--- TASK INPUTS Enclosed Below ---
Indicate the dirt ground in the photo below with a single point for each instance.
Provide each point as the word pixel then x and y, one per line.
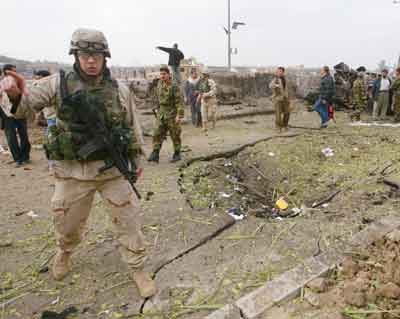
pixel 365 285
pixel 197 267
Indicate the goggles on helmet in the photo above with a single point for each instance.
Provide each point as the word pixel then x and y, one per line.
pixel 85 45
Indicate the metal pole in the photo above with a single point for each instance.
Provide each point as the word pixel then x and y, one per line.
--- End of Enclosed TASK INPUTS ---
--- TASK INPUTS Enclosed Below ---
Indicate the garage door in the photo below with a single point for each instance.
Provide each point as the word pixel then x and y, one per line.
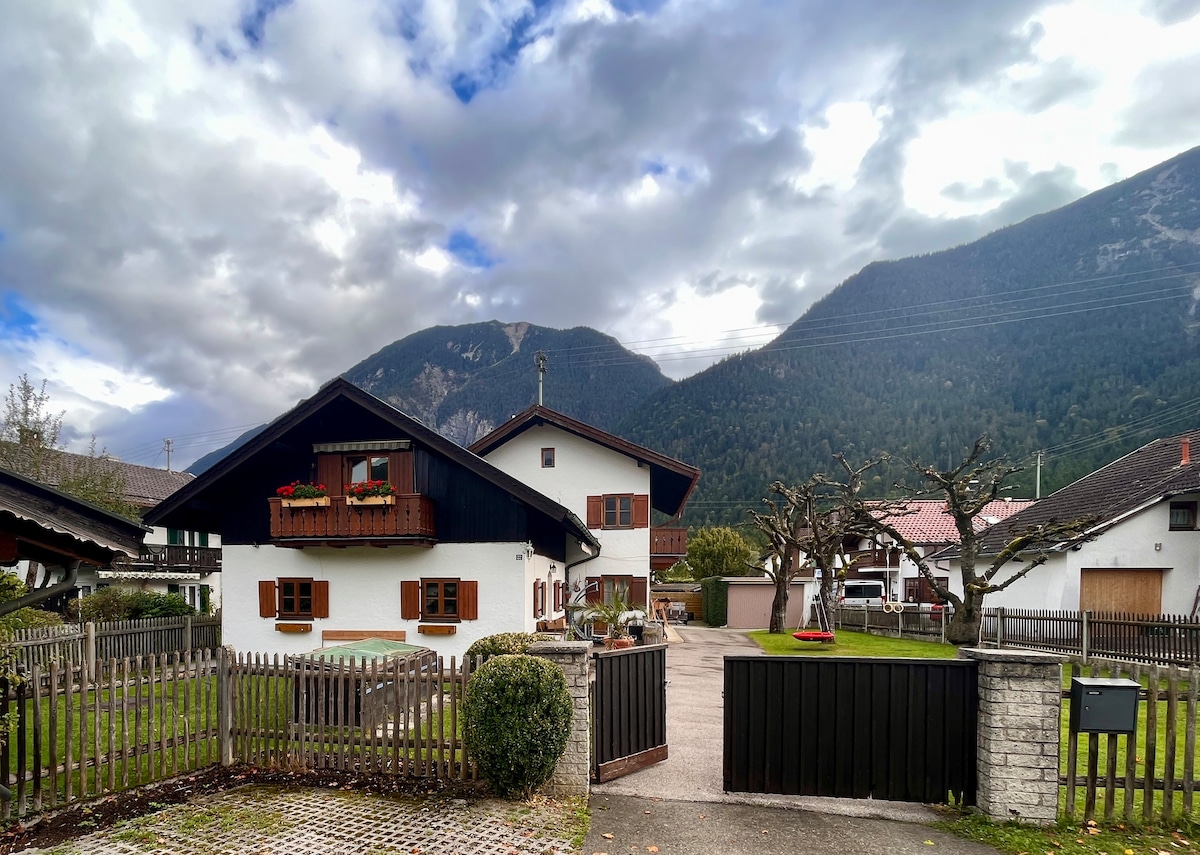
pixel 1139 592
--- End of Enclosed TASK INPUTS ---
AIM OF THE EXERCISE:
Copy down every line of the entries containing the word "single".

RESULT BELOW:
Indicate the dirt ground in the photo below with a single point for each instance.
Indicate the goggles on helmet in the photo above with a single point for each instance.
Indicate the metal pole in the photo above with a single point for each instance.
Indicate the garage door in the photo below with a single point for each instance.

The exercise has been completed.